- _Available data_:
------------------------------------

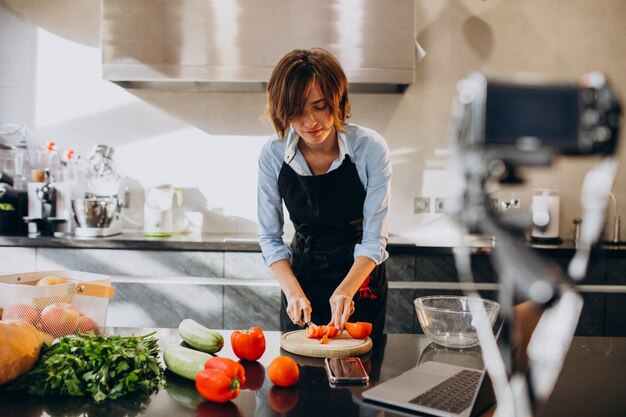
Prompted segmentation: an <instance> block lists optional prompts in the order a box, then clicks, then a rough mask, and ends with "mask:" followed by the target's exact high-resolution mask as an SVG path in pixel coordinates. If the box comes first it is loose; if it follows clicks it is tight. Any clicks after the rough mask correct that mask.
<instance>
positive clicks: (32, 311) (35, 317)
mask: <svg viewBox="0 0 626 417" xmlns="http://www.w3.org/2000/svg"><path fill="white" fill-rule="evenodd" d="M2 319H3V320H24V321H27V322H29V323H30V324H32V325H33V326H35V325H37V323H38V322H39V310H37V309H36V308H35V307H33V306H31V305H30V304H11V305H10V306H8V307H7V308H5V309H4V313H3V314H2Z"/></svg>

------------------------------------

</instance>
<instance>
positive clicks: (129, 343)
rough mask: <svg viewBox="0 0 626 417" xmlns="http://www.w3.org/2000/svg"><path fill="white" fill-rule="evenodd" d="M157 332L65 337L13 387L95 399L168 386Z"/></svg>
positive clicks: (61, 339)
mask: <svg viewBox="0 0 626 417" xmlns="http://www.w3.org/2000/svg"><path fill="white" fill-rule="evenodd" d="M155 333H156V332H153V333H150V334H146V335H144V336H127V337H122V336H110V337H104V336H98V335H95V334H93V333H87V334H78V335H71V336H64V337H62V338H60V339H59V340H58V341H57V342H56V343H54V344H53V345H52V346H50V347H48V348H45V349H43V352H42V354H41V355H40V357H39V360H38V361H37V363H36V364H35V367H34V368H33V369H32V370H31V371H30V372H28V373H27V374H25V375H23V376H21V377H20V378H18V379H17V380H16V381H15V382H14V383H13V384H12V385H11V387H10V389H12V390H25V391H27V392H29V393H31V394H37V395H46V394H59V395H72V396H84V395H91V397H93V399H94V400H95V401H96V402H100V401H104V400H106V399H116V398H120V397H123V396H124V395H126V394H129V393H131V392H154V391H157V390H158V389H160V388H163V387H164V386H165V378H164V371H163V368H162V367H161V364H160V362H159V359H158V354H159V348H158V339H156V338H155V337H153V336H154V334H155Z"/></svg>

------------------------------------

- _Problem requirements_: Output nothing but the number of lines in the data containing the string "rough".

- _Response below_: 2